From the rows below, pull out every line that contains the string "piling" and copy each one unchanged.

━━━ Dataset content

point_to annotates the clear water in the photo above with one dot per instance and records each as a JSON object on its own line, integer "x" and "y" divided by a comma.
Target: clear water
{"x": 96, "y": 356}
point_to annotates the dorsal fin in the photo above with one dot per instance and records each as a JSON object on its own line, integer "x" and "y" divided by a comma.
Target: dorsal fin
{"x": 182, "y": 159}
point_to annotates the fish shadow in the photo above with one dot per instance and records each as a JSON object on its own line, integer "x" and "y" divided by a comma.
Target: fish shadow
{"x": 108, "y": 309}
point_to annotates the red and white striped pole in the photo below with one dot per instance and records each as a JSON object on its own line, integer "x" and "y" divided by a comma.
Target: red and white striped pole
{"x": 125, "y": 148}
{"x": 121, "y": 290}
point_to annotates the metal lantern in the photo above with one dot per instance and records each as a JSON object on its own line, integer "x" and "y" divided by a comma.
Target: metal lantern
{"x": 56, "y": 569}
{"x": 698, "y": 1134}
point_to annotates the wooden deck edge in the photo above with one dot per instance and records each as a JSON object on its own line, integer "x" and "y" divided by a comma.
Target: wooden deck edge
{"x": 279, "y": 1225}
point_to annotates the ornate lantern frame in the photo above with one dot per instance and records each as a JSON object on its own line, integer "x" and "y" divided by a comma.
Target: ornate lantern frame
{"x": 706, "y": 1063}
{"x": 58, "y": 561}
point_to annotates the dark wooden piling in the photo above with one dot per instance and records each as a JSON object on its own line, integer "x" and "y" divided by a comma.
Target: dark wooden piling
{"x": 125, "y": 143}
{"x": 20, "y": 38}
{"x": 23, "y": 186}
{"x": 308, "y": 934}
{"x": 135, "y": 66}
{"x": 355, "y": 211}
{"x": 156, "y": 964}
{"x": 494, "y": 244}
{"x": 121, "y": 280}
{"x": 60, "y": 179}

━━━━━━
━━━ Dataset content

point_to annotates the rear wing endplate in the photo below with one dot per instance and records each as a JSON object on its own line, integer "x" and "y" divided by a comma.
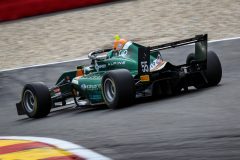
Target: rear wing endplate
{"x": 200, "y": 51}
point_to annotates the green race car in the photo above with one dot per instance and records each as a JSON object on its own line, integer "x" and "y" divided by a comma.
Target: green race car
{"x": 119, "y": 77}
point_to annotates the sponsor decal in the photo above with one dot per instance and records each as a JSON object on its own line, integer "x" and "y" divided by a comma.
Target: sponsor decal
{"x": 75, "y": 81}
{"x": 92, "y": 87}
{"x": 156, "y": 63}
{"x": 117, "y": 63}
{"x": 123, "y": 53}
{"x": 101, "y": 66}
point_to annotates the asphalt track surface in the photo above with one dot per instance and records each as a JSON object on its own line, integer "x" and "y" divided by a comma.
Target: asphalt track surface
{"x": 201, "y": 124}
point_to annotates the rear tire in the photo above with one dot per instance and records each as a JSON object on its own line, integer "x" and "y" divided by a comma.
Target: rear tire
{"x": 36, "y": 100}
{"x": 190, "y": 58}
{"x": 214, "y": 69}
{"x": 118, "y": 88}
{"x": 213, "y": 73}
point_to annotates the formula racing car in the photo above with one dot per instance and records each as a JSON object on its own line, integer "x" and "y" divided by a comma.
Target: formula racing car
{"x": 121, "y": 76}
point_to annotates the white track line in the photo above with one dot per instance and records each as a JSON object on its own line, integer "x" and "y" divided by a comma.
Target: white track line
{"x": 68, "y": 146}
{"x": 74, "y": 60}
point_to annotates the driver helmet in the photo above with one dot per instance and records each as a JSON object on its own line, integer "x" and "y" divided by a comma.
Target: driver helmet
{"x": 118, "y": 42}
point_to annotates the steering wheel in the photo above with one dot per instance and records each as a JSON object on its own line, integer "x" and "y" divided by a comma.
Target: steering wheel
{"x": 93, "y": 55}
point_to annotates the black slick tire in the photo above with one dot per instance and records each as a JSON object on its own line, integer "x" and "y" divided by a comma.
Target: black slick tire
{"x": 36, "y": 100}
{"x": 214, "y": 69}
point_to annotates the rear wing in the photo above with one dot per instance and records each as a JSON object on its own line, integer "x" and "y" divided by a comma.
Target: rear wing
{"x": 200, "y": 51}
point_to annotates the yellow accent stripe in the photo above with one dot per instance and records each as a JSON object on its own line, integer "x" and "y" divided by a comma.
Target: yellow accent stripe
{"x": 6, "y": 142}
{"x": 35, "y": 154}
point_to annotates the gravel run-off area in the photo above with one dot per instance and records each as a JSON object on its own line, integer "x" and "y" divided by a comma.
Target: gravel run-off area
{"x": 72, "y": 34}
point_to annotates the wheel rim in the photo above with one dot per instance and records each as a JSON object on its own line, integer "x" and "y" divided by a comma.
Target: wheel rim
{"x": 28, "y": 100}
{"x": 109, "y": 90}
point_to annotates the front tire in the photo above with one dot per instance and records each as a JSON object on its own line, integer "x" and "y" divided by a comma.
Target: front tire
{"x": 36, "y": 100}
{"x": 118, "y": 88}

━━━━━━

Solution to the exercise:
point_to annotates the dark wooden piling in the photo above with one dot per instance and records each as a JSON object on its own line, integer "x" and "y" divided by a comma.
Target: dark wooden piling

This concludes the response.